Coordinate annotation entries:
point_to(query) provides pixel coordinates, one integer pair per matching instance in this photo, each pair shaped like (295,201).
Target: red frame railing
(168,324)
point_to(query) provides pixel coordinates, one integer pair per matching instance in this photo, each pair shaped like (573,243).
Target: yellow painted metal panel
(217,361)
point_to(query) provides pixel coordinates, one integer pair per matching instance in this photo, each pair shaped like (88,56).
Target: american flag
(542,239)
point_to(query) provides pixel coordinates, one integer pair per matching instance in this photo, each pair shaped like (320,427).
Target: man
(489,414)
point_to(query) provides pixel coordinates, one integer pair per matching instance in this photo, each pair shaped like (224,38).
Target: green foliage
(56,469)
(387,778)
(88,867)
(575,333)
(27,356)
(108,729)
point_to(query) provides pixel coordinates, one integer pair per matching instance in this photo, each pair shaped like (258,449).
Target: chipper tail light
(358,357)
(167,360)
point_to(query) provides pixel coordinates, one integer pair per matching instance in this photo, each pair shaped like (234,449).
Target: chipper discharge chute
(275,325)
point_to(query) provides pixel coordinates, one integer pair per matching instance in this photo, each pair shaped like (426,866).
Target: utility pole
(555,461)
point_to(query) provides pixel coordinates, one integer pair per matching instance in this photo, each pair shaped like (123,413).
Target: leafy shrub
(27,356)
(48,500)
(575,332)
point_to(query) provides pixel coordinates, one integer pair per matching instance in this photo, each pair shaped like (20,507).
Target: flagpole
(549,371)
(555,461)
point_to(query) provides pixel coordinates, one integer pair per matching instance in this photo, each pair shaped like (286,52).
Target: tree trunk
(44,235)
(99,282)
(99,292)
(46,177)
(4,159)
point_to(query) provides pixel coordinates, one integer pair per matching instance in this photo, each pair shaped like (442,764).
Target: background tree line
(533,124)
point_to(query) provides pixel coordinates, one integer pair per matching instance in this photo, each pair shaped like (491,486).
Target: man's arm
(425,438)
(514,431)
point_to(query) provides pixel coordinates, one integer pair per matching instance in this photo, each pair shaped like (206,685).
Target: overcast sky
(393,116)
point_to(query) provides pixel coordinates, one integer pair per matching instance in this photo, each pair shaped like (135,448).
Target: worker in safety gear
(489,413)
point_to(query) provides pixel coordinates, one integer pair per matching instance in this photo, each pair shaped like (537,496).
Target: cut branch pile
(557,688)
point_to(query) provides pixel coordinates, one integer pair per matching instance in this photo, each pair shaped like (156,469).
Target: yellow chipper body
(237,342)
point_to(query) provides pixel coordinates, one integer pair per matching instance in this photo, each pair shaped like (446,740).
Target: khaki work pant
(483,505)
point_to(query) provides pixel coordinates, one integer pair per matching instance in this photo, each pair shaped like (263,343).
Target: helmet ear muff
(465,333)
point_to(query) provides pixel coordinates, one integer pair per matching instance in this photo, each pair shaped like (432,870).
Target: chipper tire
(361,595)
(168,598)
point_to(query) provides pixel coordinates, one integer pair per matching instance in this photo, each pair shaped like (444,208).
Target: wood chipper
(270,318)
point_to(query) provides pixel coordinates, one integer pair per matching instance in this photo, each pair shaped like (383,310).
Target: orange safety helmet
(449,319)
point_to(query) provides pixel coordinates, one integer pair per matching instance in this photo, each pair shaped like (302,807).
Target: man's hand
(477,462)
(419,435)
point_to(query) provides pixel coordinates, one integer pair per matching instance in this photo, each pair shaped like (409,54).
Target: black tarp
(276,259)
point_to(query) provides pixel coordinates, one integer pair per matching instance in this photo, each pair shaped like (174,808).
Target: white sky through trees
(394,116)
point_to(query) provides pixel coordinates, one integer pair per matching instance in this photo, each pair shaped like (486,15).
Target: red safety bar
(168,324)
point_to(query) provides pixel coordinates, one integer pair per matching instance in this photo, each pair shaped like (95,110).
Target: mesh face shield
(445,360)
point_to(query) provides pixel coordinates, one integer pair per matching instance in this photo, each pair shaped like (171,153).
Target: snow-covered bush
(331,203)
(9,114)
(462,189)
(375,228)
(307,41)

Task >> Recast every entry above as a numbered list, omitting any blank lines.

Response below >>
1. point_to(query) provides pixel coordinates, one integer pair per matching instance in this photo, each pair shaped like (295,201).
2. Target: red frame railing
3. (168,324)
4. point_to(query) provides pixel coordinates, one integer pair per matching instance in this photo, each pair shaped like (573,243).
5. Target: yellow painted metal panel
6. (217,361)
7. point_to(query) provides pixel coordinates, one integer pair per matching instance in this photo, each pair shaped like (88,56).
8. Target: american flag
9. (542,239)
10. point_to(query) provides pixel coordinates, one integer pair per matching instance in this photo, each pair shaped like (320,427).
11. Target: man
12. (489,414)
13. point_to(query) provides pixel coordinates, one integer pair per matching instance in this photo, each pair shaped like (224,38).
14. Target: green foliage
15. (56,469)
16. (387,778)
17. (88,867)
18. (575,333)
19. (27,356)
20. (108,729)
21. point_to(query) provides pixel coordinates, one integer pair per matching instance in this photo, each pair shaped like (258,449).
22. Target: chipper tail light
23. (358,357)
24. (167,360)
25. point_to(query) provides pixel coordinates, one integer pair per matching instance in this photo, each pair shaped like (234,449).
26. Target: chipper discharge chute
27. (275,325)
28. point_to(query) provides pixel coordinates, one integer pair per matching instance in this photo, each pair shaped like (426,866).
29. Target: utility pole
30. (555,461)
31. point_to(query) provides pixel coordinates, one integer pair per matching instance in this photo, each pair shaped like (123,413).
32. Target: leafy shrub
33. (27,356)
34. (48,500)
35. (575,332)
36. point_to(query) provides pixel coordinates, one integer pair per matching instance in this photo, each pair shaped like (20,507).
37. Target: flagpole
38. (549,371)
39. (555,461)
40. point_to(query) provides pixel coordinates, one integer pair per matching instance in this photo, each pair shaped like (286,52).
41. Target: tree trunk
42. (44,235)
43. (99,282)
44. (99,292)
45. (46,177)
46. (4,159)
47. point_to(query) provides pixel coordinates, one integer pair per matching instance in this photo, each pair shaped like (442,764).
48. Target: background tree line
49. (533,124)
50. point_to(query) provides pixel coordinates, one integer pair per matching instance in this photo, each pair shaped like (491,486).
51. Target: man's arm
52. (425,438)
53. (514,431)
54. point_to(query) provides pixel coordinates, one integer pair per matching instance in this photo, each pair shaped like (206,685).
55. Target: overcast sky
56. (393,116)
57. point_to(query) provides pixel coordinates, one integer pair per matching instance in this photo, each pair shaped like (135,448).
58. Target: worker in safety gear
59. (489,413)
60. point_to(query) provides pixel coordinates, one integer pair per matching instance in this photo, each pair shaped like (537,496).
61. Target: cut branch pile
62. (557,688)
63. point_to(query) provides pixel coordinates, one integer pair per matching instance in this photo, each pair shaped like (156,469).
64. Target: yellow chipper body
65. (237,342)
66. point_to(query) provides pixel coordinates, one integer pair per matching instance in this photo, each pair shaped like (446,740).
67. Target: khaki work pant
68. (483,505)
69. point_to(query) provides pixel coordinates, one integer pair per matching instance in this photo, each pair shaped like (263,343).
70. Target: helmet ear muff
71. (465,333)
72. point_to(query) provides pixel coordinates, one integer pair per matching instance in this photo, each pair shaped like (432,870).
73. Target: chipper tire
74. (361,595)
75. (168,598)
76. point_to(query) provides pixel coordinates, one integer pair per matching instance in this photo, each pair shaped like (444,208).
77. Target: wood chipper
78. (270,318)
79. point_to(query) provides pixel coordinates, one integer pair per matching instance in this photo, each pair shaped like (383,310).
80. Target: orange safety helmet
81. (449,319)
82. point_to(query) provides pixel coordinates, one integer pair per matching instance in this photo, each pair shaped like (302,807).
83. Target: man's hand
84. (477,462)
85. (419,435)
86. point_to(query) provides pixel coordinates, one integer pair per matching instance in this photo, each pair shaped like (409,54).
87. Target: black tarp
88. (276,259)
89. point_to(query) provides pixel coordinates, one integer pair per matching instance in this photo, each pair shaped like (174,808).
90. Target: white sky through trees
91. (394,116)
92. point_to(query) provides pixel coordinates, one integer pair per matching instance in this photo, each pair shaped like (486,15).
93. Target: red safety bar
94. (168,324)
95. point_to(query) provides pixel coordinates, one integer pair per matching instance in this photo, each pair shaped like (95,110).
96. Target: mesh face shield
97. (445,360)
98. point_to(query) provides pixel coordinates, one integer pair per matching instance in this photo, each pair shaped like (171,153).
99. Target: snow-covered bush
100. (331,203)
101. (9,114)
102. (462,189)
103. (375,228)
104. (307,41)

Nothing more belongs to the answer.